PROMPT:
Please copy every row below character for character, keeping each line and its order unchanged.

= = =

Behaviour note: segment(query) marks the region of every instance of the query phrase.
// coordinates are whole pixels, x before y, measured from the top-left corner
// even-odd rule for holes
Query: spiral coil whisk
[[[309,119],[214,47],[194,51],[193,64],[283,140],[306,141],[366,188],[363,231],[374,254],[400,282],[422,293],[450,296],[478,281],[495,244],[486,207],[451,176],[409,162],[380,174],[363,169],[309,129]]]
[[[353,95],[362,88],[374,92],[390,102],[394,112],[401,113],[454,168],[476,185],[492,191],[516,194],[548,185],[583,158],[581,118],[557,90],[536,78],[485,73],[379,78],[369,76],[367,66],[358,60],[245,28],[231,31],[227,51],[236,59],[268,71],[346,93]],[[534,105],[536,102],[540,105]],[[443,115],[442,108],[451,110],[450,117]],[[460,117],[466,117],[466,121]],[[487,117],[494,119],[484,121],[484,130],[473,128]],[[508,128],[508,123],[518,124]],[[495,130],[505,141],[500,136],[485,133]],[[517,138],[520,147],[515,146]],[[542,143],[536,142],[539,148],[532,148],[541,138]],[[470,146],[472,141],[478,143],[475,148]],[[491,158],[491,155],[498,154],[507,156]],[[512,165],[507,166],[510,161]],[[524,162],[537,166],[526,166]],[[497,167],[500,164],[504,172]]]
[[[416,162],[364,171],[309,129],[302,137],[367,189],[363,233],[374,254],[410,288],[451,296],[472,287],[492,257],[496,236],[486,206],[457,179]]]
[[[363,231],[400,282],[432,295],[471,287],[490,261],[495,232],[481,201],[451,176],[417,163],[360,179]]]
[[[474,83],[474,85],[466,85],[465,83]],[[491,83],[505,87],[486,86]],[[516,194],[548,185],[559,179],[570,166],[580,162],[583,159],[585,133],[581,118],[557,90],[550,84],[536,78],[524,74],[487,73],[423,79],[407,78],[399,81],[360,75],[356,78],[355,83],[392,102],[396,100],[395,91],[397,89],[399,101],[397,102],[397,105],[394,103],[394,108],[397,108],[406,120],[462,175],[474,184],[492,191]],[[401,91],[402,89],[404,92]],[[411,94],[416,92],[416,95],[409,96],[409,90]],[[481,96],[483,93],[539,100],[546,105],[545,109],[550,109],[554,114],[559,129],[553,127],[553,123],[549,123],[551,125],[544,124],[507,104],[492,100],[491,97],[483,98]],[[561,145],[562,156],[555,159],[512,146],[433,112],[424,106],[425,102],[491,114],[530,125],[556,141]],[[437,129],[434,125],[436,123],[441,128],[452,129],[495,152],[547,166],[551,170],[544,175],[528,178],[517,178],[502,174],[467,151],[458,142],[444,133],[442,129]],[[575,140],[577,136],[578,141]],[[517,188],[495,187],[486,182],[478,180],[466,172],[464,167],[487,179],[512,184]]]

= = =

CORRECT RESULT:
Behaviour note: segment(query) marks the region of every instance of the query phrase.
// coordinates are whole pixels, x before y, measured from the top-left corner
// even-odd rule for holes
Query: spiral coil whisk
[[[309,119],[214,47],[194,51],[193,64],[283,140],[306,141],[366,188],[363,231],[374,254],[400,282],[422,293],[450,296],[478,281],[495,244],[486,207],[451,176],[409,162],[380,174],[363,169],[309,129]]]
[[[353,95],[362,88],[374,92],[390,102],[394,112],[401,113],[454,168],[476,185],[492,191],[516,194],[548,185],[583,158],[581,118],[557,90],[536,78],[485,73],[379,78],[369,76],[367,66],[358,60],[245,28],[231,31],[227,51],[236,59],[268,71],[346,93]],[[534,105],[536,102],[540,105]],[[443,115],[442,108],[451,110],[450,117]],[[460,117],[466,117],[466,121]],[[487,117],[494,119],[484,121],[484,130],[473,128]],[[508,128],[508,123],[518,124]],[[495,130],[505,141],[500,136],[485,133]],[[517,138],[520,147],[515,146]],[[542,143],[536,142],[539,148],[532,148],[541,138]],[[470,146],[472,141],[478,143],[475,148]],[[491,158],[491,155],[498,154],[507,156]],[[512,165],[507,166],[510,161]],[[524,162],[537,166],[526,166]],[[497,167],[500,164],[504,172]]]
[[[416,162],[364,171],[309,129],[302,137],[367,189],[363,233],[374,254],[410,288],[451,296],[472,287],[492,257],[496,236],[486,206],[457,179]]]
[[[363,231],[400,282],[432,295],[471,287],[490,261],[495,232],[481,201],[451,176],[417,163],[360,179]]]
[[[474,83],[474,85],[466,85],[465,83]],[[491,83],[505,87],[486,86]],[[516,194],[548,185],[559,179],[570,166],[580,162],[583,159],[585,133],[581,118],[557,90],[550,84],[536,78],[524,74],[487,73],[423,79],[407,78],[399,81],[360,75],[356,78],[355,83],[392,102],[396,100],[395,91],[397,89],[399,101],[397,102],[397,105],[394,103],[394,108],[397,108],[406,120],[462,175],[474,184],[492,191]],[[401,91],[402,89],[404,92]],[[411,94],[416,92],[416,95],[409,96],[409,90]],[[481,96],[483,93],[539,100],[546,105],[545,109],[550,109],[554,114],[559,129],[553,127],[553,123],[549,123],[551,125],[544,124],[507,104],[492,100],[491,97],[483,98]],[[561,145],[562,156],[555,159],[512,146],[433,112],[424,106],[425,102],[491,114],[530,125],[556,141]],[[437,129],[434,125],[436,123],[441,128],[452,129],[495,152],[547,166],[551,170],[544,175],[528,178],[517,178],[502,174],[467,151],[458,142],[444,133],[442,129]],[[575,140],[577,136],[578,141]],[[517,188],[495,187],[486,182],[478,180],[466,172],[464,167],[487,179],[512,184]]]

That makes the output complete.